#### [PROBLEM]
Pick up the forum thread about beating C with Common Lisp after its final sentence and write the next part.

#### [SOURCE EXTRACT]
★ ★ ★

Beating C with Common Lisp - verisimilitudes
http://verisimilitudes.net/2019-11-12
======
reikonomusha
Do you have actual benchmarks comparing the the runtimes to justify the
competitiveness between the two programs? With no types declared and no
optimization declarations, I feel it would still be around 2-10x slower than
C. (I have no quantitative evidence for that feeling though, except that I
write Common Lisp in my day job. I have no doubt the program could be within
1-2x of C with appropriate massaging.) That’s certainly “good enough” in most
cases, as evidenced by Python running so much of the world.

The blasé attitude toward adhering to POSIX/GNU wc behavior was a bit
dissatisfying to me. Those additions are “trivial” and probably don’t change
the shape of the program too much, but are nonetheless complicating and time-
consuming factors. I would prefer that Lispers strive to complete 100% of the
job, not the 80% cut that matters to them. :)

★ ★ ★

Saved entries
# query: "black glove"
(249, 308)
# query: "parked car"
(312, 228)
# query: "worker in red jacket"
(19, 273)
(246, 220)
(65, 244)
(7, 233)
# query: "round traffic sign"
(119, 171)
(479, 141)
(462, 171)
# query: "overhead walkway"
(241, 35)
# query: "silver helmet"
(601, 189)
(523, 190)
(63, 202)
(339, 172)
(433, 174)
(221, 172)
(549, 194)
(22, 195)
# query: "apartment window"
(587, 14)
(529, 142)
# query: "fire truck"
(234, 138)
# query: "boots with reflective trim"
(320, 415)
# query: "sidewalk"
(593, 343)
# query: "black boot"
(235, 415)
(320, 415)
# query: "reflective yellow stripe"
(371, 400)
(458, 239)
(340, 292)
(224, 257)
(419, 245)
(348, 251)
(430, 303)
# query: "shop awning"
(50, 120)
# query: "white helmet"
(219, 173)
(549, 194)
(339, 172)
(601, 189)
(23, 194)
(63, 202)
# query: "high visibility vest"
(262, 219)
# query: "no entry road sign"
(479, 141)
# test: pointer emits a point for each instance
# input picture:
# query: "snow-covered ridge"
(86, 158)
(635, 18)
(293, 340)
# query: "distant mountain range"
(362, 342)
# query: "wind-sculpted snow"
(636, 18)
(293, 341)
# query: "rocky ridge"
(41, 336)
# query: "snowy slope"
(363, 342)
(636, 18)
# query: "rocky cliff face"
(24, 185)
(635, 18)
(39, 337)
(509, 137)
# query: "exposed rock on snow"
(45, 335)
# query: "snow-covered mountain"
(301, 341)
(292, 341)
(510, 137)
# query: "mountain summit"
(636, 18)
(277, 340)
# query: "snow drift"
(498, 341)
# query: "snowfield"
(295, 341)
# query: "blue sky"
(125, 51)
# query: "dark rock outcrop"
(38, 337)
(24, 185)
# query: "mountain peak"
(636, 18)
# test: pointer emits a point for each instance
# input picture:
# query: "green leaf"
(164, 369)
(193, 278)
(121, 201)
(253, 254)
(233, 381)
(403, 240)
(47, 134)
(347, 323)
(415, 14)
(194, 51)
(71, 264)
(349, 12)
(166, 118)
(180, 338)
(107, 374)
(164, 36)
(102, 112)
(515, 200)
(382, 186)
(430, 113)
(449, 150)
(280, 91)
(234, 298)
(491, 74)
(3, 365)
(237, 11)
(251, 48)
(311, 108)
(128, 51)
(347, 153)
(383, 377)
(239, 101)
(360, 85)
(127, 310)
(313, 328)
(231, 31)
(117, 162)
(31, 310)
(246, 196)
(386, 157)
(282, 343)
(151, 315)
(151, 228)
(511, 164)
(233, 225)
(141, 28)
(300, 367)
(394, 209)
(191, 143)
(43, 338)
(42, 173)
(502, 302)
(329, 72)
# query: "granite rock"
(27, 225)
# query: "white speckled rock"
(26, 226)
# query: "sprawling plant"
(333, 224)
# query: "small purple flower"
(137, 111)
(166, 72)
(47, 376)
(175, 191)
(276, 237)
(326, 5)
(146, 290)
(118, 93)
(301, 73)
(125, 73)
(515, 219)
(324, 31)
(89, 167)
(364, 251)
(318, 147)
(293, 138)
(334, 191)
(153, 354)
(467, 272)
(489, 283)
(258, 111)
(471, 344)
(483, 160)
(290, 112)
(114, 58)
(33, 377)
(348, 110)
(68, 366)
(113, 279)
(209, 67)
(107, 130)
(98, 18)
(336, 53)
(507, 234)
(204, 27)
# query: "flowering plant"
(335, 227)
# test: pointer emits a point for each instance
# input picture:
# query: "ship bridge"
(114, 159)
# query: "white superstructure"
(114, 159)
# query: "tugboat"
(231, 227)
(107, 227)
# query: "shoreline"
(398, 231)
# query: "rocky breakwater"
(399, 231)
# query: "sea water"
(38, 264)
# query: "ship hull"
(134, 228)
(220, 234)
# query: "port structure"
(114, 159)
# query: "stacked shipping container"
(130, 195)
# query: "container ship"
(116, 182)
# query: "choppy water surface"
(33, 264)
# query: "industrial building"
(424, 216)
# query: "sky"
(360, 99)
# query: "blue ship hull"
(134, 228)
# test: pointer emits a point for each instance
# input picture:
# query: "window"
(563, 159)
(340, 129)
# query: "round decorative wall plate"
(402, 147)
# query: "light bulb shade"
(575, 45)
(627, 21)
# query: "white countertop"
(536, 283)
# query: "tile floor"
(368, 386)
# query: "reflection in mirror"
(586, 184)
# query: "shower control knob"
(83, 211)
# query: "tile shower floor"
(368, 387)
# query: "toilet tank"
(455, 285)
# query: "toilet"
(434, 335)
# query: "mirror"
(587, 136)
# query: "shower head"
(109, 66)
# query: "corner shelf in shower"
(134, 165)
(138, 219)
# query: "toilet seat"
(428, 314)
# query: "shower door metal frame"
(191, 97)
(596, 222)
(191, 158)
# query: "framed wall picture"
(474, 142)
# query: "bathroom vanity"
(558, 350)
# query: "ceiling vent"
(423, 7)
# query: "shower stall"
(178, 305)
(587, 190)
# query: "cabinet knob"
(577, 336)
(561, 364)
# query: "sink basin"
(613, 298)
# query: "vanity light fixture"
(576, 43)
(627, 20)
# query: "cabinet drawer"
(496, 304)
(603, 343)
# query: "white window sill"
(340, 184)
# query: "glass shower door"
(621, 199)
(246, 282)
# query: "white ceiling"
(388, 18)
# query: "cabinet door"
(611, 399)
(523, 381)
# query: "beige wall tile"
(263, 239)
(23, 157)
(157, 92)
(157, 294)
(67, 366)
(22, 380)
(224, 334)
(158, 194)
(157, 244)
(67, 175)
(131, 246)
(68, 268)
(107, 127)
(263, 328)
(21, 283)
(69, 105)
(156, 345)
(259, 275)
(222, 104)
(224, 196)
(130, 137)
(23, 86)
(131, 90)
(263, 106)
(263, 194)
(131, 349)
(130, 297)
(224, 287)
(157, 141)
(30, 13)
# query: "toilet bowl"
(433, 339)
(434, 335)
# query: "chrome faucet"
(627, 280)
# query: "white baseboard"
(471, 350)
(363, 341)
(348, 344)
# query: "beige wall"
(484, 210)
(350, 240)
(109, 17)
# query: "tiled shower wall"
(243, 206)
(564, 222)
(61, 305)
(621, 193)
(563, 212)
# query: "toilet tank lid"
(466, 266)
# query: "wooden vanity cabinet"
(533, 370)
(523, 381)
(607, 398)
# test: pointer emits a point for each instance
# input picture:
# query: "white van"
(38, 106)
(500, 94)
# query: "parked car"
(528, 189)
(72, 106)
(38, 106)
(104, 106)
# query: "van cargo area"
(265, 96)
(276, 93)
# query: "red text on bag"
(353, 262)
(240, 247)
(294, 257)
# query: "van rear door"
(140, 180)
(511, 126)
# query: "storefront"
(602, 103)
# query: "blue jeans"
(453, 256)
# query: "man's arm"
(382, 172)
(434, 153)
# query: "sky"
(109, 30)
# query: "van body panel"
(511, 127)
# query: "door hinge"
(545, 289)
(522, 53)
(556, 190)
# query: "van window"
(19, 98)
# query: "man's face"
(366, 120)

★ ★ ★

#### [WRITTEN REPLY]
With all that said, I agree with the opinion of the article, being preferable
to write Lisp over C, though I would be up-front about the meaning of “beating
C”. C has been beat—in my and the author’s opinion—because Lisp strikes an
unusually good balance between execution efficiency, speed of development,
program safety, and expressiveness. But even better, Lisp lets you push in any
of these directions, often with only modest sacrifices in the others.

However, the original spirit of the wc exercise was to make it fast,
Benchmarks Game-style.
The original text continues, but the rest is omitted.